- Text provided:
———

Our set up is the following. We use a Shurflo pump at the 60' level in the well casing. It is on a float switch in the cistern so the cistern is kept full by the float switch turning on and off. The cistern is a poly tank with about a 1200 gallon capacity. We then run the water to a dankoff 12V pump and a captive air tank for household pressure. The pump and captive air tank are in a buried vault outside the pump house in the front yard since we don't have a basement or space inside for it. The cistern has a small house built over it and is covered with insulation.

My bet is that your pump may have a problem, esp. if it was allowed to run dry for any length of time. I know Dankoff's are very suspectible to running dry or dirt in the line. The vacuum idea is probably not it because you could break the vacuum with the line in from your well even if the ice did make a perfect seal. I would also check to make sure there isn't an obstruction some where in the line.

my $0.02 worth

PS Boston water lines at 6 feet - LOL - most of them are clay anyway from god knows how far back. The biggest water line there is the central artery replacement tunnel LOL. I am glad I left that hell hole once I finished graduate school.


----------



## Cosmic (Jan 19, 2005)

BackwoodsIdaho said:


> PS Boston water lines at 6 feet - LOL - most of them are clay anyway from god knows how far back. The biggest water line there is the central artery replacement tunnel LOL. I am glad I left that hell hole once I finished graduate school.


Think somehow you got your lines crossed. 

All the water lines are cast iron, just about always have been. Just replaced all the ones around me, the old ones where cast iron, replaced with new cast iron. Many sewer lines are clay fired sewer pipes, some older ones maybe brick. The sewer lines are at 8 feet, the water mains at 6 feet over top them. The service relays and inlet lines still have many lead lines, replaced with copper. They really are at 6 feet, come right into the basement that way. Boston unlike many cities never seemed to be a fan of any form of cement lines for water.

http://www.pubs.asce.org/ceonline/0799feat.html

Maybe wood in the very old days, no clay. I should not be around that much longer to keep you up to date on the plumbing.


----------



## HydroMan (Jan 23, 2005)

Hi Backwoods,

I am located up in the Rapid Lightning Creek area about 13 mile NE of Sandpoint. Steve Willey is a neighbor about 1/2 mile up the road from me.

Anyway, you and I have a similar set-up. The only real difference is your booster pump and pressure tank are in a buried vault and mine is a below grade crawl space. The space is about 3 feet wide by 4 feet deep horizontally and about 4 feet below grade measured from the floor to the ceiling. About 6 inches of dirt on top over a log ceiling structure. The big weak spot is the uninsulated plywood access door where I walk in stooped over. I would like to find a way to insulate this space better.

I dont think the booster pump is bad. It is a Shurflo model 2088 and is supposed to be able to run dry with no harm. Also, I am getting just a tiny trickle of water coming through the gate valve when disconnected from the inlet side of the pump. If there was not a problem upstream from the pump and it was the pump that was bad, I would expect a pretty steady low pressure stream of water coming out of the open valve. You may be right about some obstruction in the line that may not be ice. I just hope it is not somewhere in the 40 feet of 4 foot deep buried pipe coming from the cistern to the house.

———

Stored entries:
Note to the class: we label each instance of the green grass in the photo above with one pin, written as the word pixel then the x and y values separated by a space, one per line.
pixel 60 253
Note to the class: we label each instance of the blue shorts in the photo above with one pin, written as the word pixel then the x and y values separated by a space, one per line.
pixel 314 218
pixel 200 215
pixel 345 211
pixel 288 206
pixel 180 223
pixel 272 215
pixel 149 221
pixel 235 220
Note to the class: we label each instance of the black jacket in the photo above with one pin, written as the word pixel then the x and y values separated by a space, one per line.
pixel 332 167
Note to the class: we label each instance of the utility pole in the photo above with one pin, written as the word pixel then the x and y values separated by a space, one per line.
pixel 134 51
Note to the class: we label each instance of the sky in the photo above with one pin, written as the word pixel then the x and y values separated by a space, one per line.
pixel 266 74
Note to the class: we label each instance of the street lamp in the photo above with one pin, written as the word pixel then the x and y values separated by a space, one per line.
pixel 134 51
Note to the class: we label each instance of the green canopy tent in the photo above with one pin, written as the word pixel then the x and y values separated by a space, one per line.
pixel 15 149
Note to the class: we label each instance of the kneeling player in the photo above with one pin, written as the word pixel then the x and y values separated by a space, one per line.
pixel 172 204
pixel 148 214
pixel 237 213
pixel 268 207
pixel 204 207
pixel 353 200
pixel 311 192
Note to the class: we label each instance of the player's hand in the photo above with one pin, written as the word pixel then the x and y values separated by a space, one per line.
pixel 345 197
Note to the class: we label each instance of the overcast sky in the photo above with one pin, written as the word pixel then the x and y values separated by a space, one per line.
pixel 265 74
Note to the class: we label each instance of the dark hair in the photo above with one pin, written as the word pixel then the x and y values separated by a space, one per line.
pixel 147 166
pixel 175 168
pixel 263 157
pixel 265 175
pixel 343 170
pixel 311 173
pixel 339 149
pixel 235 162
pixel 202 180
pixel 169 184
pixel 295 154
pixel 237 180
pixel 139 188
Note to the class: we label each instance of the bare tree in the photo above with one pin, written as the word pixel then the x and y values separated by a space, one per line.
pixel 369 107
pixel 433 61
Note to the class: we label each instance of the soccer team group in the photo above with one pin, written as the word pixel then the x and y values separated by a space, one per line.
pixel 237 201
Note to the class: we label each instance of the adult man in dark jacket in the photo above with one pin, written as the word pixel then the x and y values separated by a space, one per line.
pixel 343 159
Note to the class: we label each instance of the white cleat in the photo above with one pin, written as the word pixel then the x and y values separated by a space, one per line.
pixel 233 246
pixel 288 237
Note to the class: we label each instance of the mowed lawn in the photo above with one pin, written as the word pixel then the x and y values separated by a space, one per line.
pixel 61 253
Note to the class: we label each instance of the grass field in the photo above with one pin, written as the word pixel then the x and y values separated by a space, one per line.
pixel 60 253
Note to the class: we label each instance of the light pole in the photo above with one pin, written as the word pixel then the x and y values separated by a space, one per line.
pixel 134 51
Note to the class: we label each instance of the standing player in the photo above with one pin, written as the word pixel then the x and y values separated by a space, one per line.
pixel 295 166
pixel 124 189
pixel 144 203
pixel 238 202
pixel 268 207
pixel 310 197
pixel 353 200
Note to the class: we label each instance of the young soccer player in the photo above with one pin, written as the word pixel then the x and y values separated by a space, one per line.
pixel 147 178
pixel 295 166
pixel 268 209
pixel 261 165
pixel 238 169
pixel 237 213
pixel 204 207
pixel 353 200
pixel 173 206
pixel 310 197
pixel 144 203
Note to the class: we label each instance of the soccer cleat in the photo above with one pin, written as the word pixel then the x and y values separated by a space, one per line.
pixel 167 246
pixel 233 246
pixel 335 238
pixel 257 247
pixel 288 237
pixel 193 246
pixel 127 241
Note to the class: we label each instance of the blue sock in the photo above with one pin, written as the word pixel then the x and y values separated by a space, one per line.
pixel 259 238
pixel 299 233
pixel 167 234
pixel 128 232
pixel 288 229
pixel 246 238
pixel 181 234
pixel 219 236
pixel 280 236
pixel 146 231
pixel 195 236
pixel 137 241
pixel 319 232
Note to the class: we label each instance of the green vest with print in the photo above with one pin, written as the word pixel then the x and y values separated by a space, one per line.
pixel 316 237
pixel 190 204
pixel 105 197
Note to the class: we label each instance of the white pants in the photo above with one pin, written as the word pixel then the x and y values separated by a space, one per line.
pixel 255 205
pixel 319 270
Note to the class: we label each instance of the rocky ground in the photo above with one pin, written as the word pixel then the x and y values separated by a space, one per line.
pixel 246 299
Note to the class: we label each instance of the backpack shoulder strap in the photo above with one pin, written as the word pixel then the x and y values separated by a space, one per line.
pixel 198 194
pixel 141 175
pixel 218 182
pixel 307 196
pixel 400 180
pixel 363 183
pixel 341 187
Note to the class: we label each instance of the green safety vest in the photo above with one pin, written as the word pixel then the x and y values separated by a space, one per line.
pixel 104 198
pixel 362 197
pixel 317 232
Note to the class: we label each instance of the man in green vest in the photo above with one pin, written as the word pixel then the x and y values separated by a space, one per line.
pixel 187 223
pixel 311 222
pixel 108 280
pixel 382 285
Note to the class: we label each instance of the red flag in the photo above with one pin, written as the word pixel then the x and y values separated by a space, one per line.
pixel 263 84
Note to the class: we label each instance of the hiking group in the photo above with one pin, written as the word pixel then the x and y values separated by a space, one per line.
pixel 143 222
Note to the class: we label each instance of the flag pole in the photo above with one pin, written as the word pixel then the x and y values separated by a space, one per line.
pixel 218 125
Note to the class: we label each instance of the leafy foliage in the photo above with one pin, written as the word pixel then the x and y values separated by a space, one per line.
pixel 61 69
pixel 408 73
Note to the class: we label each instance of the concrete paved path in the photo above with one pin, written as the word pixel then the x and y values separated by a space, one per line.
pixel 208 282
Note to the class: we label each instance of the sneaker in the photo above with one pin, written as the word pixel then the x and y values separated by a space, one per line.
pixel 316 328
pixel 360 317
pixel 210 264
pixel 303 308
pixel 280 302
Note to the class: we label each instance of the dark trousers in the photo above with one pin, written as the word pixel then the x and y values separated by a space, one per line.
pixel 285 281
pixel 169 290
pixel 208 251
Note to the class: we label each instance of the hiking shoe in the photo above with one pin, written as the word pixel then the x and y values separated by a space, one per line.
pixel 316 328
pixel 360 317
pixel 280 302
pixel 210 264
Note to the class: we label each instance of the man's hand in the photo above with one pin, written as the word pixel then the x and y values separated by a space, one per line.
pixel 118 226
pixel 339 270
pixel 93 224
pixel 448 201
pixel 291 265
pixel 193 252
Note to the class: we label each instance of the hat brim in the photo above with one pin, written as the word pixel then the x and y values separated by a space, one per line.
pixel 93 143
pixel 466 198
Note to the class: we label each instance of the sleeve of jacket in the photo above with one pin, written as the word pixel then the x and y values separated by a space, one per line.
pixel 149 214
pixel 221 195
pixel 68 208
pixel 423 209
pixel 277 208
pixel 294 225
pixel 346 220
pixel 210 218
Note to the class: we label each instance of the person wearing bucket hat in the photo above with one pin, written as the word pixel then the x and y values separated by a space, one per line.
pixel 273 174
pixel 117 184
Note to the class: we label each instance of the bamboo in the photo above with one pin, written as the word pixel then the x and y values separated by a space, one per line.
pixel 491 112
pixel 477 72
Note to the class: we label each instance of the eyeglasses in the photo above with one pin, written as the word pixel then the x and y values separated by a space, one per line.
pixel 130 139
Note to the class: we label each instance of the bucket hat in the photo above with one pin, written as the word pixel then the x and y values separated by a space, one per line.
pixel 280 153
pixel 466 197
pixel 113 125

———

- Problem A:
According to the well pump thread, about how many gallons does the poly tank cistern hold?
- Problem B:
Transcribe a passage of the well pump thread, beginning at the words containing "Maybe wood in" and stopping after "road from me.".
- Problem C:
Pick up the forum thread on the well and cistern water system from the point where it ends.

- Exercise answer A:
About 1200 gallons.

- Exercise answer B:
Maybe wood in the very old days, no clay. I should not be around that much longer to keep you up to date on the plumbing.


----------



## HydroMan (Jan 23, 2005)

Hi Backwoods,

I am located up in the Rapid Lightning Creek area about 13 mile NE of Sandpoint. Steve Willey is a neighbor about 1/2 mile up the road from me.

- Exercise answer C:
Are you saying you have never had a problem with the water in your cistern freezing? I am surprised that simply insulating the shed would keep it from freezing in subzero temps outside. Tell me a little more about your insulated cistern shed set-up. What type of insulation and where is it insulated? How big is your shed?

Thanks,
Dave


----------



## HydroMan (Jan 23, 2005)

Cosmic,

Just realized that I may have a problem implementing your idea of placing a peice of blueboard insulation on top of the water in the cistern. The circumference of the cistern is about 6 inches greater to the outside edge of the cistern then the access hole. I guess I could split it into 2 peices but that may leave a gap in the middle as it floats it floats around in the water, particularly with a 1/2 inch gap from the cistern walls. Am I missing something.

In addition to insulating the cistern shed walls, I am thinking of laying a couple layers of radiant insulation blanket over the top of the cistern cover.


----------



## Cosmic (Jan 19, 2005)

Hydroman

Nope, you got it, lots of ways to skin the same goat.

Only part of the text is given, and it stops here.